● What you need to do
When you reach the line that contains "snowfield in the image above." in the data below, start reproducing lines exactly, and stop after the line that contains "chunk in the image above.".

┌──

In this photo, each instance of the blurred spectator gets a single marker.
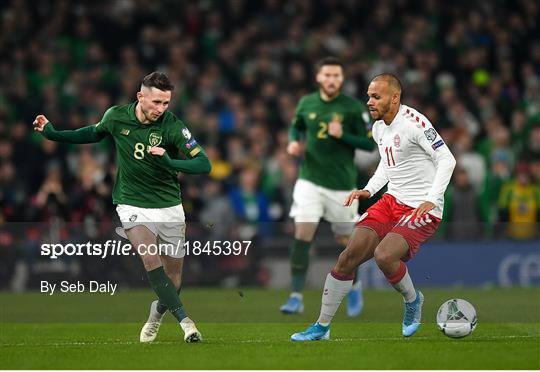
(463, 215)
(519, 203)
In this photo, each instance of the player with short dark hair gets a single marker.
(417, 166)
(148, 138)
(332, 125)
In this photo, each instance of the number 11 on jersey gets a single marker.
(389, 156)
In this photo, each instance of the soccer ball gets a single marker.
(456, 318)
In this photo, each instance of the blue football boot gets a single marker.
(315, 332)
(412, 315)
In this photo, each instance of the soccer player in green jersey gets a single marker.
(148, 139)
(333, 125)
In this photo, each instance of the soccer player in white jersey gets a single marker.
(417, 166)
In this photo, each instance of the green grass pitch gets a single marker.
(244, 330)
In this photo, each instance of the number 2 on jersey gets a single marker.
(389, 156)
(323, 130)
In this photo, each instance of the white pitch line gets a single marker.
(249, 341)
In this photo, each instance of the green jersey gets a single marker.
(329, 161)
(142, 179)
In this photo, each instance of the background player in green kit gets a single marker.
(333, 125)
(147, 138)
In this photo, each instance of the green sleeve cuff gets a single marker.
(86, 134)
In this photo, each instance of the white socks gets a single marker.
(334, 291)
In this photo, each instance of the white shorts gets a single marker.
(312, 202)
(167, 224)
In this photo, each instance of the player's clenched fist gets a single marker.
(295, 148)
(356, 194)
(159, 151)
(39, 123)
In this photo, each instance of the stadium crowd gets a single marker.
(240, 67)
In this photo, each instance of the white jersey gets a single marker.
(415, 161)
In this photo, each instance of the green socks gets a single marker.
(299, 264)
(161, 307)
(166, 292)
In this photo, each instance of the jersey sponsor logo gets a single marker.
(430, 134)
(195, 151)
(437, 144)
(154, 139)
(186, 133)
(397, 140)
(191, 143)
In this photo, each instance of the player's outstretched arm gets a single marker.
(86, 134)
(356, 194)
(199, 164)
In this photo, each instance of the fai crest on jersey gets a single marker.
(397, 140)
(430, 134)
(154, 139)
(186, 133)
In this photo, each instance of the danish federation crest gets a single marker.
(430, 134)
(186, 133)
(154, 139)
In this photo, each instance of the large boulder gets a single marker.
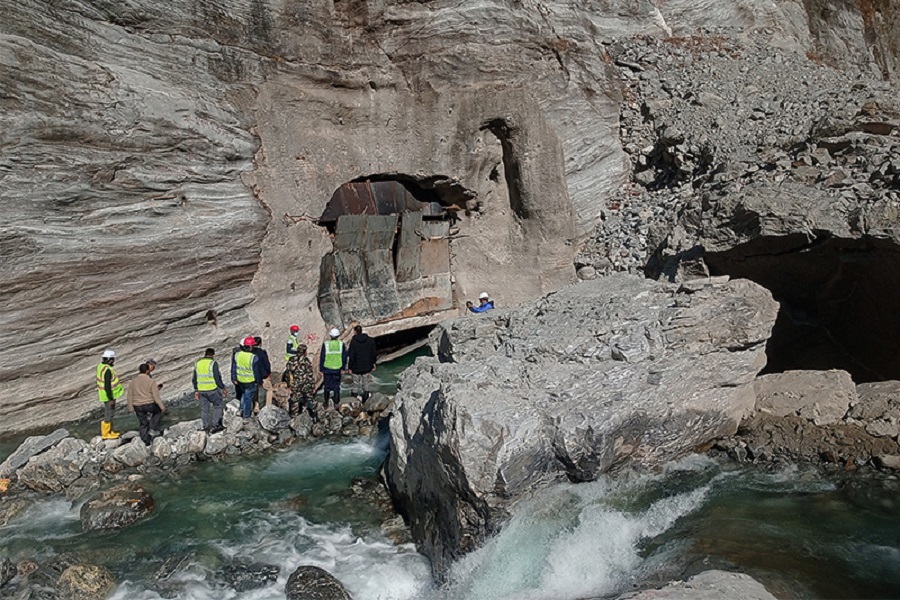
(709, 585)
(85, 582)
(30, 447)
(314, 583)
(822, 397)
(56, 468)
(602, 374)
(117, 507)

└──
┌──

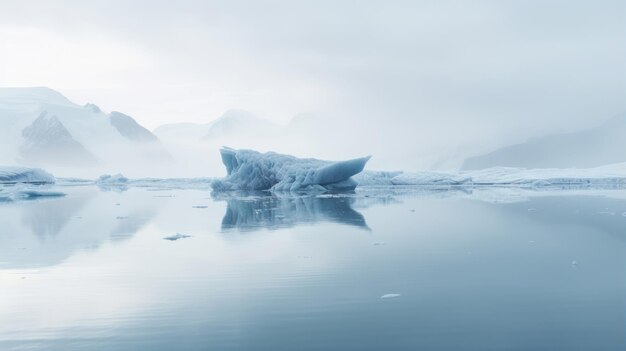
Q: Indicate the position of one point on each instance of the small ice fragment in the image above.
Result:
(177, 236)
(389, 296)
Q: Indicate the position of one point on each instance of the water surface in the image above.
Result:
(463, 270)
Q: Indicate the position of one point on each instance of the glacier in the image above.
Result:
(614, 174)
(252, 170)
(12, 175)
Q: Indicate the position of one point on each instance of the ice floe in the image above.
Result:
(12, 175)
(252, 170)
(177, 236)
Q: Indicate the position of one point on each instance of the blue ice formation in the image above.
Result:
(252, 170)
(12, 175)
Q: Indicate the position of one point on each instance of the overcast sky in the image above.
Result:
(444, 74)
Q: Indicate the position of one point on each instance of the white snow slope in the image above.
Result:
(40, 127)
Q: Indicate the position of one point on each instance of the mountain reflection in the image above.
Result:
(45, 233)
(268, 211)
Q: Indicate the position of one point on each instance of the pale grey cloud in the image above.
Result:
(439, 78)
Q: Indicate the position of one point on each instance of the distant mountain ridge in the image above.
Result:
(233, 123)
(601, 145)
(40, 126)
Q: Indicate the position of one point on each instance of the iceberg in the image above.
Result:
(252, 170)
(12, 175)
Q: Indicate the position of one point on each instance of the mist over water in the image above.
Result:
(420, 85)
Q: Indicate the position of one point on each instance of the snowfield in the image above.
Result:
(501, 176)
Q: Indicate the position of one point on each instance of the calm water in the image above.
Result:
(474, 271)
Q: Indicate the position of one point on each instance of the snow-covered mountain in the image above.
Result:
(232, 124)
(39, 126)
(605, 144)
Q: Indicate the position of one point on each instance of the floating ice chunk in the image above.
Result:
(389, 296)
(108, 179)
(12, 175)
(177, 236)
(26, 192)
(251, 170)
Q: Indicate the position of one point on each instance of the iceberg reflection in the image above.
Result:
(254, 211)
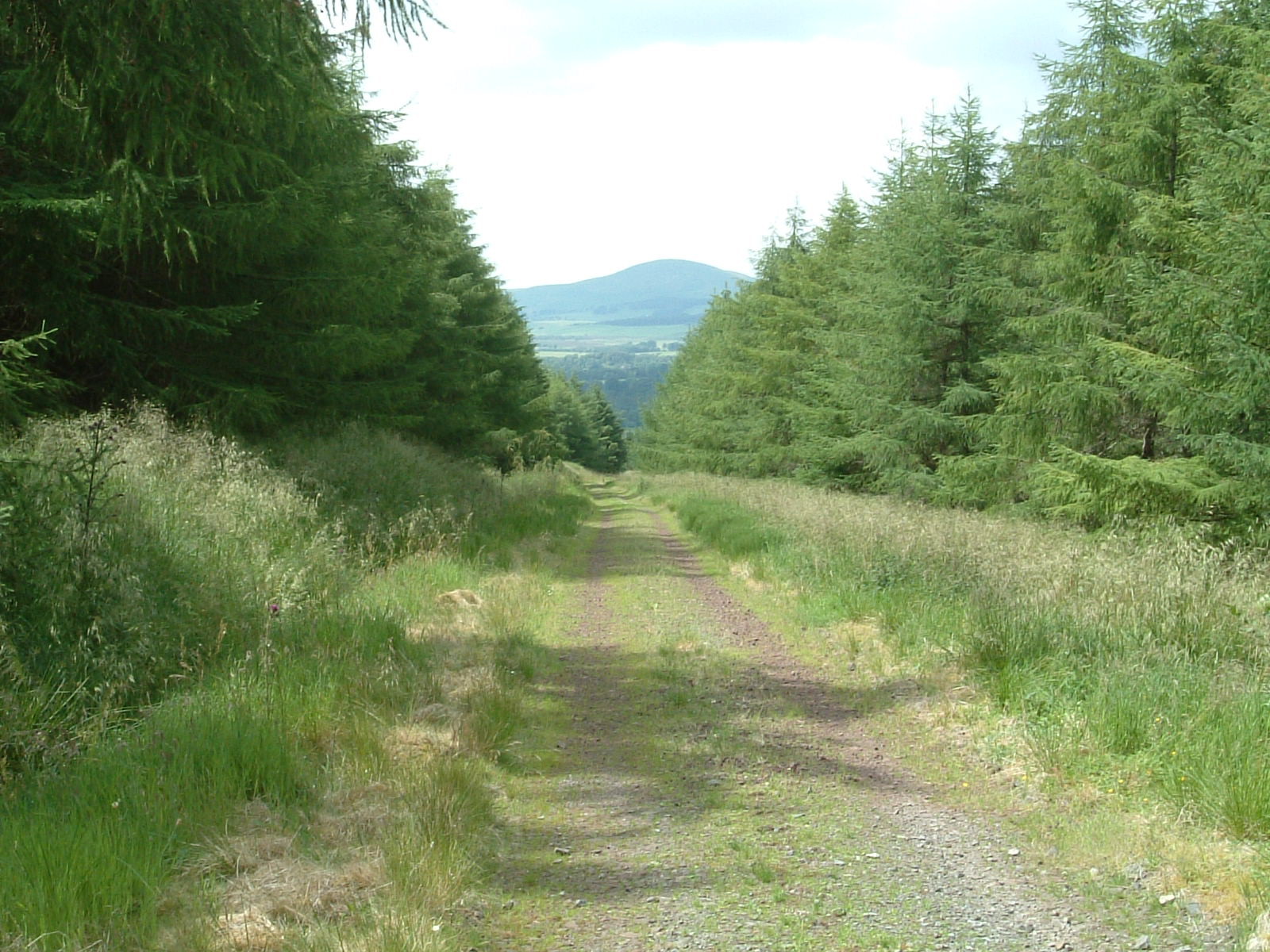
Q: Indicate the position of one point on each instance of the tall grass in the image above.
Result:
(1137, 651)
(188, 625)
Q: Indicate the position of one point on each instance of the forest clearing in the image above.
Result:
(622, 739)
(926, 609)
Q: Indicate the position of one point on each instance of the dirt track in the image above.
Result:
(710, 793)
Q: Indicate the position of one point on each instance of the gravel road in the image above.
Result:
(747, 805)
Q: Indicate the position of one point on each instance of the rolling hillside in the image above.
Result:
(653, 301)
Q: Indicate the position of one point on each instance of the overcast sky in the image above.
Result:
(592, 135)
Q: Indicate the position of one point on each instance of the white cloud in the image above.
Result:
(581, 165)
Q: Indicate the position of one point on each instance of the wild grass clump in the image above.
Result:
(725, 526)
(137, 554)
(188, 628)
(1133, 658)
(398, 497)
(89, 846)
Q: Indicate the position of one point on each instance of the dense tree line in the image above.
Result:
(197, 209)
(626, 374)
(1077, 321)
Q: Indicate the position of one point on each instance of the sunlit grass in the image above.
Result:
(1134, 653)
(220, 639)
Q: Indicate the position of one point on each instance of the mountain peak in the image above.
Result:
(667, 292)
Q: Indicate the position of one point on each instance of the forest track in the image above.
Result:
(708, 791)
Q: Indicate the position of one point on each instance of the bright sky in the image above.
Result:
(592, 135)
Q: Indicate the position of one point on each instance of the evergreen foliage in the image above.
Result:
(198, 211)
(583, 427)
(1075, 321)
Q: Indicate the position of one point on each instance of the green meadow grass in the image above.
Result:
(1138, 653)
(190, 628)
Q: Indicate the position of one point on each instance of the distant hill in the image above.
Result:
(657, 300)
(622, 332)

└──

● Answer
Q: Indicate the position of one point on each instance of the snowfield in the image above.
Result:
(501, 176)
Q: Indicate the position of one point on each instance of the calm water in the image above.
Result:
(474, 271)
Q: Indicate the position of one point on each instance of the snow-covered mountain in the image above.
Result:
(232, 124)
(39, 126)
(605, 144)
Q: Indicate the position of one point on each instance of the floating ice chunk in the image above.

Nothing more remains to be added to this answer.